# Problem statement
Of the lines in the data below, write out exactly those from the one holding "spot the trunk lid in the photo above" through the one holding "spot the rear bumper in the photo above", both included.

# Entries shown

- Opening Delimiter -

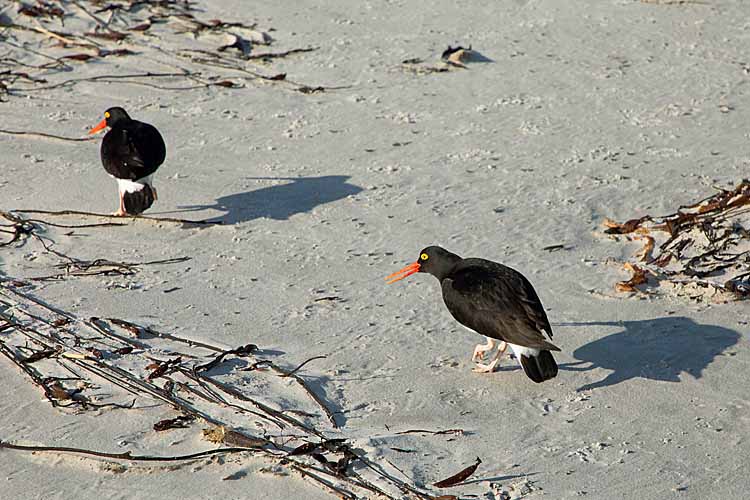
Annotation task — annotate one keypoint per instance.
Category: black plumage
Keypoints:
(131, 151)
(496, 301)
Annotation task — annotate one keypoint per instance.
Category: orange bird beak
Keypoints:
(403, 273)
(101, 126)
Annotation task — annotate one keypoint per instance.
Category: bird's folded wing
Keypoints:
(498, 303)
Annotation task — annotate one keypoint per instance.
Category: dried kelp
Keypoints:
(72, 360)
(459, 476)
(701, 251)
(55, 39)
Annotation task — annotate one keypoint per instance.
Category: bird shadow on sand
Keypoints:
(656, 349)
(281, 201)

- Closing Delimiter -
- Opening Delimiter -

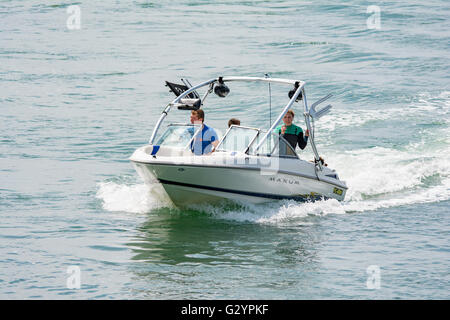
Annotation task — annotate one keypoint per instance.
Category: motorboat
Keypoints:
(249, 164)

- Closing Delimiter -
- Opening Delimiter -

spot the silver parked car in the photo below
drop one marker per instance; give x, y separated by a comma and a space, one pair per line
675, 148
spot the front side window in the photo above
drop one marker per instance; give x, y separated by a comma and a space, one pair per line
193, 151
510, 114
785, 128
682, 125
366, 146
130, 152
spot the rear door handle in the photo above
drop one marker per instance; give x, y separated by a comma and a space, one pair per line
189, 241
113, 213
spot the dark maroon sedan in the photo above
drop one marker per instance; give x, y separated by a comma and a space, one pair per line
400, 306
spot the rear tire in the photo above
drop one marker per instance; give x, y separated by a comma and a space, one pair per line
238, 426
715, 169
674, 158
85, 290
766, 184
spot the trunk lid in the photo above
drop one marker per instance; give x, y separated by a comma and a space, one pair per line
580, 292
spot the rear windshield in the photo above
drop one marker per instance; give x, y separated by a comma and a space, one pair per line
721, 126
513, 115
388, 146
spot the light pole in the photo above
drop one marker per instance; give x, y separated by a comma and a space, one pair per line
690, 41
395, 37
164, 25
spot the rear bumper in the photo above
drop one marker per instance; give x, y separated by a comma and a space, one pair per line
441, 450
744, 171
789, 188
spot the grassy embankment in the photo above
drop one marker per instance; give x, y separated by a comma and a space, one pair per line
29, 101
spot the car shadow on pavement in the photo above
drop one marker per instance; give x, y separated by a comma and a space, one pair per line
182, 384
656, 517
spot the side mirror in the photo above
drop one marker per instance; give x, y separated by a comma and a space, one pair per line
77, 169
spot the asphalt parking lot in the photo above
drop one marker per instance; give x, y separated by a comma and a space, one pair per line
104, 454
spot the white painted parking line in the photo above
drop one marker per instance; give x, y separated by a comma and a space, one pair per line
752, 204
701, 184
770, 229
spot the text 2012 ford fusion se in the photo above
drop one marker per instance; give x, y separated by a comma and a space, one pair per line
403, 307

- Closing Delimiter -

# Completed task
spot the trunk lid in the photo above
drop one marker per instance; give x, y separated by a comma and a space, one pair per line
580, 292
spot the rear windshield in the photo above
drop one marker per instance; give x, y separated by a comma and a space, one pair per line
721, 126
513, 115
388, 146
spot the light pole in the photo above
drop one marker per instance; give x, y separated by a comma and a space, one pair per line
690, 41
395, 37
164, 25
spot the rear bumper in the photo above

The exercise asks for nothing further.